* Recorded data:
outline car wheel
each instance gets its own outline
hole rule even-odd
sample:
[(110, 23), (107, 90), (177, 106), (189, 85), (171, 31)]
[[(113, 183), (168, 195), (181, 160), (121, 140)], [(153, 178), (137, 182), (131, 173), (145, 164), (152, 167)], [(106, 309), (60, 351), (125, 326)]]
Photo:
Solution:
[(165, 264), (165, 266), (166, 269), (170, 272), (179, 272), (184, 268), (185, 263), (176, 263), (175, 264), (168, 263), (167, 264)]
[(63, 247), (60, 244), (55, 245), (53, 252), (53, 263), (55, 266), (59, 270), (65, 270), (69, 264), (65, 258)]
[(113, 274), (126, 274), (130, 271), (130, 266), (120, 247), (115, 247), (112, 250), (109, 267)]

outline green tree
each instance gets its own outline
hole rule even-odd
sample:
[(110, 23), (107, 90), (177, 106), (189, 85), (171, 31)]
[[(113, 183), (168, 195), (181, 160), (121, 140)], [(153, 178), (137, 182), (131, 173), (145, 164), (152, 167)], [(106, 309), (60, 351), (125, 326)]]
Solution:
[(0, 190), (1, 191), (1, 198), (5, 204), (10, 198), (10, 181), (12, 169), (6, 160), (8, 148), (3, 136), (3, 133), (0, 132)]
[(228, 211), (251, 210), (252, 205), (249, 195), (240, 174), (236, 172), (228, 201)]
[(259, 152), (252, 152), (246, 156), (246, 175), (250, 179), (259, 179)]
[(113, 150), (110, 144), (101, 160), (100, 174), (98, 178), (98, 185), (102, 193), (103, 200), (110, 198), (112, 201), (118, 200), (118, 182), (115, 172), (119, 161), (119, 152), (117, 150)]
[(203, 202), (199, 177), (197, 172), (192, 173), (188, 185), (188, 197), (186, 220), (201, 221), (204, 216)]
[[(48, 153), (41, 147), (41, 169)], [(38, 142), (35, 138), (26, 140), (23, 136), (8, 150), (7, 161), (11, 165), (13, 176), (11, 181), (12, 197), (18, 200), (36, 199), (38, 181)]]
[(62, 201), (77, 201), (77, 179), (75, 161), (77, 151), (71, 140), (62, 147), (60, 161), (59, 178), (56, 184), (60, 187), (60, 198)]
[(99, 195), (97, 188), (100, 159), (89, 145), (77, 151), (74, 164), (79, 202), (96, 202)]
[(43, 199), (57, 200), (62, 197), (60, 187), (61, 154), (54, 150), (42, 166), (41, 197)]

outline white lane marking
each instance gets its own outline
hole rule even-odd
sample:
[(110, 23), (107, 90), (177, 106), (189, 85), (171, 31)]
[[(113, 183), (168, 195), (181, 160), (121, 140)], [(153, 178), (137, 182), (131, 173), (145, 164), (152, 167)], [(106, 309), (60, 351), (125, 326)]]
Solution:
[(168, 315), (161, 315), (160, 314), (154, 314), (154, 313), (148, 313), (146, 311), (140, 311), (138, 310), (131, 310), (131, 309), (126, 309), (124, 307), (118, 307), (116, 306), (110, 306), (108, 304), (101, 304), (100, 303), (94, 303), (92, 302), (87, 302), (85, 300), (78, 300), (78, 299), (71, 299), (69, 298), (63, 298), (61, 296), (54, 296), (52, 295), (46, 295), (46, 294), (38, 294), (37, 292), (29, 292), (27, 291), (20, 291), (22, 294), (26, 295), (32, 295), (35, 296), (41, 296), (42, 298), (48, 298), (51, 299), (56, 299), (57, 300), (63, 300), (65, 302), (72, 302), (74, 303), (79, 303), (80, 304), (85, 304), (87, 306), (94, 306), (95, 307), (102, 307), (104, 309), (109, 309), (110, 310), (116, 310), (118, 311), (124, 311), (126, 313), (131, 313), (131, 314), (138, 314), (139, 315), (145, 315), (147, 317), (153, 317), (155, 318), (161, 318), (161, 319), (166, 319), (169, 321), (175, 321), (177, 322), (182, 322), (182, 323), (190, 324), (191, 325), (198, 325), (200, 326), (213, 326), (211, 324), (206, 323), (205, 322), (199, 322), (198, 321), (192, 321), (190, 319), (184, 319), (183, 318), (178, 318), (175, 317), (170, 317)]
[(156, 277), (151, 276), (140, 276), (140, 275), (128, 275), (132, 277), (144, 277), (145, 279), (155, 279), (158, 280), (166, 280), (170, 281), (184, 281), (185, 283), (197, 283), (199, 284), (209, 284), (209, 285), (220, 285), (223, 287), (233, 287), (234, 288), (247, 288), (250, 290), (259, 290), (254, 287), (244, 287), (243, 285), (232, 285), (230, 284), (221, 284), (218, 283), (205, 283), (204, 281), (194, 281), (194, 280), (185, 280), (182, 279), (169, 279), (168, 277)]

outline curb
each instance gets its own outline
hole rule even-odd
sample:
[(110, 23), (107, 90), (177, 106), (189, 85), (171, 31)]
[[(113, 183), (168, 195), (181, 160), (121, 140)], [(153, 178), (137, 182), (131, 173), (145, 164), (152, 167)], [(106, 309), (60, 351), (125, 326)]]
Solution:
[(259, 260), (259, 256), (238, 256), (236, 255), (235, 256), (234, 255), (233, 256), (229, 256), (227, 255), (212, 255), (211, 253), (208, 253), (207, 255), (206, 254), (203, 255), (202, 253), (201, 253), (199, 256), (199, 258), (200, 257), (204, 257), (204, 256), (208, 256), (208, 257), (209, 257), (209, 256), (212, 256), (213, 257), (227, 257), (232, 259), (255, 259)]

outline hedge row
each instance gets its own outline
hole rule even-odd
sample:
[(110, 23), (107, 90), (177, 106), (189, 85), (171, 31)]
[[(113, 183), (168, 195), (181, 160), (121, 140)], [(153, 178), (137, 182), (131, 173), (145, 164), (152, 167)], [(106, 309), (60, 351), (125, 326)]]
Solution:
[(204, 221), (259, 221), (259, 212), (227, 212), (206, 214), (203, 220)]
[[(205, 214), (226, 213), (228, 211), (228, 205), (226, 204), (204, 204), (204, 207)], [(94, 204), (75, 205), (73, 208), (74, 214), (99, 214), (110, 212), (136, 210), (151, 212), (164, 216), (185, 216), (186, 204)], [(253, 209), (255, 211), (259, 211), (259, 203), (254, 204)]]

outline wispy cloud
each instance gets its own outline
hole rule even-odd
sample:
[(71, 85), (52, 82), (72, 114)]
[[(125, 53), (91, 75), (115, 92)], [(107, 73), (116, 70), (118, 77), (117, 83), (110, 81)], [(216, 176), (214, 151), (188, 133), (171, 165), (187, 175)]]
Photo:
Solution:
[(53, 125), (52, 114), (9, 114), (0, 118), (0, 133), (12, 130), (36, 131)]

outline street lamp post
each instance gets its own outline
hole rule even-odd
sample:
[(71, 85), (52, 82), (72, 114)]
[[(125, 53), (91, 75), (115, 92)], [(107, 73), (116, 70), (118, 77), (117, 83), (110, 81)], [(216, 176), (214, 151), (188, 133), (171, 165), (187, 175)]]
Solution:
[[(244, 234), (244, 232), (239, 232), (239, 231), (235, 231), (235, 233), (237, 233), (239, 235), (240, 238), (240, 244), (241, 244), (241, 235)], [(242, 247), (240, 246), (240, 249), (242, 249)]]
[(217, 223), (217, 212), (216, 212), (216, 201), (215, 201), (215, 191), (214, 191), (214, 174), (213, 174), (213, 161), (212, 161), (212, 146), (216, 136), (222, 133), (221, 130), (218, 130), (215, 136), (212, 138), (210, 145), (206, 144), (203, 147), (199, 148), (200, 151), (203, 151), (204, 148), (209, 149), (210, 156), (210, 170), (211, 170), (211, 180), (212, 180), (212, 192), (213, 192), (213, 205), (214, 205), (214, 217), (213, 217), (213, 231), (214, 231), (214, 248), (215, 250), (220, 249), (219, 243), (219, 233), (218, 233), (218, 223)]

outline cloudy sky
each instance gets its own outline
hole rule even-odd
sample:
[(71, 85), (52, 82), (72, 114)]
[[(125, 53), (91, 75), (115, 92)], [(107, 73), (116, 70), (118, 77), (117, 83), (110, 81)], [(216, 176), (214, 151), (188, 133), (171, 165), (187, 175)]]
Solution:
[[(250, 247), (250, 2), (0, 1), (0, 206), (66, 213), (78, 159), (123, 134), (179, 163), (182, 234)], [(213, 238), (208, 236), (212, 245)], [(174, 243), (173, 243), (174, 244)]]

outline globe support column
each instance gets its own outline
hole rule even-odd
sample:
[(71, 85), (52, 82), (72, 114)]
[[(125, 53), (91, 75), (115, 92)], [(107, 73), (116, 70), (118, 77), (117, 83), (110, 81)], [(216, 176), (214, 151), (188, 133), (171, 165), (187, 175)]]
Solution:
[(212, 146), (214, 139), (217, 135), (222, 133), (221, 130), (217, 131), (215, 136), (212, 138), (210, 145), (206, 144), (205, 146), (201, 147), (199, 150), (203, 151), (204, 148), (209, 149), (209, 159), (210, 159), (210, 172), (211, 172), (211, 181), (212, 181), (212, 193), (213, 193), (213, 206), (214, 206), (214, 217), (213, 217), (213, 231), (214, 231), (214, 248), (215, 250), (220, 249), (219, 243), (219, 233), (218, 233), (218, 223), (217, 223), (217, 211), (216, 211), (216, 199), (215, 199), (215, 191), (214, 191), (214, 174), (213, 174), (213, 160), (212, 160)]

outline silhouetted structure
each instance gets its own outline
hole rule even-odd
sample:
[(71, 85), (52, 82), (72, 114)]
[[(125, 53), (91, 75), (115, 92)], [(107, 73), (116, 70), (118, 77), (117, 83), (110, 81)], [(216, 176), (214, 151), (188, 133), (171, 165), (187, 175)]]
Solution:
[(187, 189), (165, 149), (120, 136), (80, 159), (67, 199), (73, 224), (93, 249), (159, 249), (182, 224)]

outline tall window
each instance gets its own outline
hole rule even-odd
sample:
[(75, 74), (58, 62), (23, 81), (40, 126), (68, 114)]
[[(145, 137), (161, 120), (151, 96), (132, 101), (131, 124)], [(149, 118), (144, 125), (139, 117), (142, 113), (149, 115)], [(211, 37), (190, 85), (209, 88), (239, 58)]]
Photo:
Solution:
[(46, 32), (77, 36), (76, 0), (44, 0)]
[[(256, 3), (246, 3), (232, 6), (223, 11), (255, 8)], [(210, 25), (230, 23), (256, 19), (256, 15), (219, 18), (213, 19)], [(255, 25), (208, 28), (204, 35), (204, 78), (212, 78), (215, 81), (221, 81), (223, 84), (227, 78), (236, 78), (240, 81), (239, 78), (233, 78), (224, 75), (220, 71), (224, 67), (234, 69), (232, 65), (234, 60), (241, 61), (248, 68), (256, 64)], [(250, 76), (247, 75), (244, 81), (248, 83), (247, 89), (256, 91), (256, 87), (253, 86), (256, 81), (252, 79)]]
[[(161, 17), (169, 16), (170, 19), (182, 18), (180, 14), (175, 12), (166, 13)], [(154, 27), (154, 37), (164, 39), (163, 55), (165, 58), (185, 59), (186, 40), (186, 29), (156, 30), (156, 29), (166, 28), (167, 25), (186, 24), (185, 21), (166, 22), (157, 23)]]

* Set exercise:
Reproduce the material starting at the line containing "outline globe support column" and ending at the line containing "249), (182, 224)]", requests included, with -67 added to every coordinate in the answer outlines. Leave the requests and their sample outlines unchanged.

* Solved problem:
outline globe support column
each instance gets its own outline
hole rule even-odd
sample:
[(71, 85), (52, 82), (72, 114)]
[[(125, 53), (91, 75), (115, 92)], [(107, 73), (116, 70), (118, 77), (117, 83), (110, 81)], [(216, 176), (214, 151), (188, 133), (171, 165), (187, 175)]]
Solution:
[(145, 79), (147, 72), (150, 68), (155, 66), (154, 63), (150, 64), (148, 69), (145, 71), (143, 78), (139, 77), (138, 79), (134, 80), (132, 83), (136, 84), (137, 81), (142, 82), (142, 92), (143, 92), (143, 105), (144, 105), (144, 114), (145, 114), (145, 126), (146, 126), (146, 139), (147, 139), (147, 150), (146, 150), (146, 164), (147, 164), (147, 181), (148, 183), (153, 182), (152, 176), (152, 166), (151, 166), (151, 156), (150, 156), (150, 144), (149, 144), (149, 132), (148, 132), (148, 124), (147, 124), (147, 107), (146, 107), (146, 93), (145, 93)]

outline silhouetted structure
each instance gets its own outline
hole rule even-odd
sample:
[(71, 85), (52, 82), (72, 114)]
[[(125, 53), (91, 75), (115, 92)], [(107, 73), (116, 70), (118, 77), (117, 83), (110, 81)], [(216, 176), (214, 151), (188, 133), (171, 165), (187, 175)]]
Solution:
[(120, 122), (98, 82), (53, 69), (13, 92), (0, 132), (6, 157), (26, 182), (92, 182), (115, 157)]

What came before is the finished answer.